──────── DOCUMENT SEGMENT ────────

Safely back to school: new resources to ensure safe and healthy journeys to school
This month, children all over the world are going back to school. New guidance published by UNICEF and the Child Health Initiative provides useful information and actionable interventions for schools, policymakers and local authorities to ensure children travelling to school are kept safe during the COVID-19 pandemic while also addressing the risks of road traffic injury and air pollution.
These issues are all interlinked. Prioritising walking, cycling and scooting to school supports physical distancing. At the same time, it reduces traffic congestion around school gates, making school zones safer and improving air quality. Making it safer to walk, cycle, scoot, and use a wheelchair by installing safer infrastructure and reducing speeds can have long term benefits for the entire community.
Along with the launch of the Guidance document, the Child Health Initiative (CHI) revealed the results of a global YouGov survey that found almost three-quarters of people supported physical changes such as road closures, limiting traffic and reducing speeds to protect children worldwide, and that more than two-thirds of parents would change the journey to school for their child to walking and cycling as part of COVID-19 social distancing measures, but only if streets were safe.

──────── EXTRACTED INFORMATION ────────

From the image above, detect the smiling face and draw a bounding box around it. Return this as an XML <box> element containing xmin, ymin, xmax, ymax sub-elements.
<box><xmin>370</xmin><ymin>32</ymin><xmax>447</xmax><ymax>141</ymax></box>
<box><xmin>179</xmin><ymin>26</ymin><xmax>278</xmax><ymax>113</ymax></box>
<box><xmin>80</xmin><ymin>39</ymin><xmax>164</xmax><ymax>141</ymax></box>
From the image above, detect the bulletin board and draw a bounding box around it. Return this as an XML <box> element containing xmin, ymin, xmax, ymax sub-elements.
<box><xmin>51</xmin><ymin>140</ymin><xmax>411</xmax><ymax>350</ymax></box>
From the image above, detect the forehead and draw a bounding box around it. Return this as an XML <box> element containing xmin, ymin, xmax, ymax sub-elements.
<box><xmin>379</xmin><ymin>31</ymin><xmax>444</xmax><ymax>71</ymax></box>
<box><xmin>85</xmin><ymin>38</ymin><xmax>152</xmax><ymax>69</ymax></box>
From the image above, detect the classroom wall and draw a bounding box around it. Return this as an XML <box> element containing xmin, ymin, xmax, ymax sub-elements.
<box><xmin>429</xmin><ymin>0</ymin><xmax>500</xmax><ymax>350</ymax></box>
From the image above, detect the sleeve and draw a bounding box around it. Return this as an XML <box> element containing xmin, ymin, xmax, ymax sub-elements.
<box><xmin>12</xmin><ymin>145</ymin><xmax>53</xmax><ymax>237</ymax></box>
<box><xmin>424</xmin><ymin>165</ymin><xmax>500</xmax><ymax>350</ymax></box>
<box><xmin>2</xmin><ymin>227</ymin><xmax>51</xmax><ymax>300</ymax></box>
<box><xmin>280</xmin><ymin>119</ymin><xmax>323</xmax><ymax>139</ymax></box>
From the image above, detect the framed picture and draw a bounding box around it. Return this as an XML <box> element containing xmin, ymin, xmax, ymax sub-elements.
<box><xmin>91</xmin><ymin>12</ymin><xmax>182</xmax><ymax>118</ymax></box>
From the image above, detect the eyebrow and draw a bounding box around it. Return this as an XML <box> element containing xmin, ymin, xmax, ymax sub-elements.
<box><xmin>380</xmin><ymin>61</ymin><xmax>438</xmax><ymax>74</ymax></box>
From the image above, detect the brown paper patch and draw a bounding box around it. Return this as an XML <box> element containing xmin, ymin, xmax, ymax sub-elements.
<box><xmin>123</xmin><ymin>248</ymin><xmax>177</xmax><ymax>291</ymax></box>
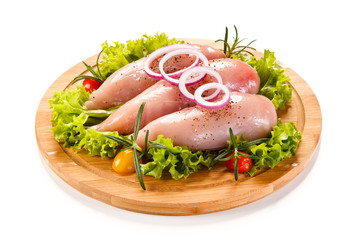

────────

Duplicate word for word the part of the school-journey safety text that begins at the words "These issues are" and stops after the words "streets were safe.".

These issues are all interlinked. Prioritising walking, cycling and scooting to school supports physical distancing. At the same time, it reduces traffic congestion around school gates, making school zones safer and improving air quality. Making it safer to walk, cycle, scoot, and use a wheelchair by installing safer infrastructure and reducing speeds can have long term benefits for the entire community.
Along with the launch of the Guidance document, the Child Health Initiative (CHI) revealed the results of a global YouGov survey that found almost three-quarters of people supported physical changes such as road closures, limiting traffic and reducing speeds to protect children worldwide, and that more than two-thirds of parents would change the journey to school for their child to walking and cycling as part of COVID-19 social distancing measures, but only if streets were safe.